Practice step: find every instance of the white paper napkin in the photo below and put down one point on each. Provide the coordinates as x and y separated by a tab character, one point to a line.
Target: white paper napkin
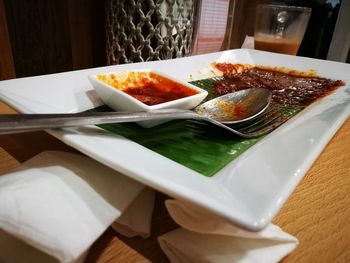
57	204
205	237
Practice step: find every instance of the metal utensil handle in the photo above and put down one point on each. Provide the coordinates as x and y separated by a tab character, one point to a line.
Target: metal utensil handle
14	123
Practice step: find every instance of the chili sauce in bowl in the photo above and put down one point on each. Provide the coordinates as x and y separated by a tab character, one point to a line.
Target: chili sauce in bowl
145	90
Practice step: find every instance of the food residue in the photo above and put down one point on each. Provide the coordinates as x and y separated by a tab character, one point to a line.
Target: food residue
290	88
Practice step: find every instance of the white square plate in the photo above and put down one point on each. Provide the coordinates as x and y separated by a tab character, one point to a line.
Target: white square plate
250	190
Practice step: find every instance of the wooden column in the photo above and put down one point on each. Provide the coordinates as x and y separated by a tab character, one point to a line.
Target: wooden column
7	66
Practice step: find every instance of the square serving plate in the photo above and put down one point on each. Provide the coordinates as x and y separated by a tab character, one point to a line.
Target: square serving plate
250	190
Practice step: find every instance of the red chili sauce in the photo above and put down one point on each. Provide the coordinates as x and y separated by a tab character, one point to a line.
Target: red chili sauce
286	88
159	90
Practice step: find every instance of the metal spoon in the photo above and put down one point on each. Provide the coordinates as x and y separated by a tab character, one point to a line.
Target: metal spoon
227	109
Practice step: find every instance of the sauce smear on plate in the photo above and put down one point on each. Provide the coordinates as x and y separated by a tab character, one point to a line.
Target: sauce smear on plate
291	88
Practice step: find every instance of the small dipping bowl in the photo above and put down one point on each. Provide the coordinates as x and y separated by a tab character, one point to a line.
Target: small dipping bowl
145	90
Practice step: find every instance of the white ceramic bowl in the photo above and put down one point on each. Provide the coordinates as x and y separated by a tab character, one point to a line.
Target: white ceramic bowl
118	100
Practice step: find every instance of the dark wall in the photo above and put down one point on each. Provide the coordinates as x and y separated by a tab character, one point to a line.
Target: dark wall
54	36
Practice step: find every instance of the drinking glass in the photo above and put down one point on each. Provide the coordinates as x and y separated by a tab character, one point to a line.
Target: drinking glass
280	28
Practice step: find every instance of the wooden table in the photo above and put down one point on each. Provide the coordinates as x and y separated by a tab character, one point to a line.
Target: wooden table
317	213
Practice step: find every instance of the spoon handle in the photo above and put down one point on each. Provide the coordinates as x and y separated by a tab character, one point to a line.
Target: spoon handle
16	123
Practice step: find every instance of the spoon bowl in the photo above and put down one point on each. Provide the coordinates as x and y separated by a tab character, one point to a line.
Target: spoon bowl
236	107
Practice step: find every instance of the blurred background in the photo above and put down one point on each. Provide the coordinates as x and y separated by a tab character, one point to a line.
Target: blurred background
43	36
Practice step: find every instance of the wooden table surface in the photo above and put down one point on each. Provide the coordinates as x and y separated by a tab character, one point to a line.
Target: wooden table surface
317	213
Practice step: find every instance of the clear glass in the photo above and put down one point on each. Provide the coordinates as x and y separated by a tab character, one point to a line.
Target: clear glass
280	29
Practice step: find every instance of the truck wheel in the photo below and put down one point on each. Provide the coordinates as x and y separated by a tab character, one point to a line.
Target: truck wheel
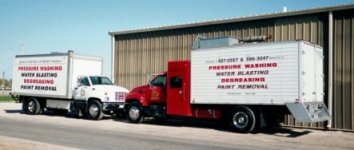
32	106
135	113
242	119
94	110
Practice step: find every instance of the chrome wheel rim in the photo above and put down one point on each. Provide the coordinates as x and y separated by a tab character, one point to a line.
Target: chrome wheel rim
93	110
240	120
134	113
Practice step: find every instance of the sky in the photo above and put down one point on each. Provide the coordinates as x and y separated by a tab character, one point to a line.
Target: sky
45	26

## Problem
Can you reproduce all of the data above verbatim, omitting the pictures?

## Result of this exercise
Practice step: find every instance of the white paper napkin in the photo below and put down one point on each. Provide the coordinates as x and y separated by a tab character, one point to a line.
Target: white paper napkin
57	204
205	237
Practice step: find every instance of the metal utensil handle in the photo above and put down one point on each. Provide the coordinates as x and y separated by a tab character, one point to a line.
Target: metal utensil handle
14	123
Practice step: find every instance of the chili sauce in bowl in the photo above and put down one point on each. Provide the coordinates as x and y separated by a tab character, one point to a line.
Target: chili sauce in bowl
145	90
Practice step: find every instance of the food residue in the photo above and put down one point on each. Provide the coordinates as x and y separated by a tab character, one point to a line.
Target: food residue
290	88
Practice step: find every instance of the white square plate in the photo above and put down one point on each. Provide the coordinates as x and y separated by a tab character, one point to a line.
Target: white square plate
250	190
Practice step: find every instance of the wooden column in the photo above and put down one point on each. Provide the coordinates as x and y separated by a tab character, one point to a line.
Target: wooden column
7	66
Practice step: find every instance of the square serving plate in the photo above and put down one point on each. Provide the coordinates as x and y separated by a tab character, one point to a line.
Target: square serving plate
250	190
Practice step: find every instance of the red chili sauce in the photo above and put down one point on each. Provide the coordinates as x and y separated by a tab character, one point to a line.
Target: red chili sauce
286	88
159	90
Practice step: find every instance of the metal spoon in the photo above and put down one point on each. Provide the coordinates as x and y separated by a tab character, one point to a line.
Target: metal spoon
227	109
Practice step: find every instance of the sauce smear on plate in the photo above and put down one point on each. Provide the coordinates as x and y separated by a tab character, one point to a line.
Target: sauce smear on plate
291	88
Practice step: find every instance of the small dipping bowl in the photo above and put down one point on each. Provide the coordinates as x and y separated by a tab character, one point to a line.
Target: small dipping bowl
145	90
Practice step: find every instance of the white ceramic bowl in the photo above and put down one point on each. Provide the coordinates as x and y separated by a tab character, one point to a line.
Target: white ceramic bowl
118	100
Practice step: find every instance of the dark wall in the photo above and put down one point on each. Provide the coordinates as x and y separated by a tab character, one point to a line.
Target: dark wall
54	36
Practice step: find every instance of the drinking glass in the photo above and put down one point on each. Provide the coordinates as x and y separated by a tab character, one point to a line.
Target: drinking glass
280	28
Practice step: find every instance of the wooden table in the photo above and put down one point on each. Provide the coordinates as x and y separated by a tab character, one point to a line.
Target: wooden table
317	213
Practice step: find every instance of the spoon handle in the photo above and put down one point on each. Provide the coordinates as x and y separated by a tab character, one point to a line.
Target: spoon handle
16	123
Practice step: find every instance of the spoon bowl in the photo above and put down one point on each. Provide the coordinates as x and y separated by a tab character, one point to a line.
Target: spoon bowl
236	107
Practice step: find every instance of the blurred background in the photo above and put down one point on each. Provide the coordinates as x and y separated by a tab character, one point to a line.
Target: blurred background
43	36
Practice step: find every instance of the wooden table surface in the photo above and put down one point on each. Provide the coordinates as x and y separated by a tab character, one point to a line.
Target: wooden table surface
317	213
Practice step: find every instance of the clear glass in the photo above and put down one point on each. Provide the coordinates as x and y separated by a tab character, one point to a line.
Target: clear glass
280	29
Practice step: find every instance of the truck wheel in the photo below and put down one point on each. Provide the coordinates as x and y separated by a tab character, one point to a line.
Target: truck wheel
32	106
135	113
242	119
94	110
Practice step: find every instance of the chrome wheel rim in the photo above and put down one point on each. Provide the coordinates as x and y separated by a tab character, one point to a line.
Target: chrome wheel rim
93	110
240	120
134	113
Practice step: find every instance of the sky in the photo above and put down one point on each. Provide the coordinates as x and y separated by a tab character, one point to a line.
Target: sky
45	26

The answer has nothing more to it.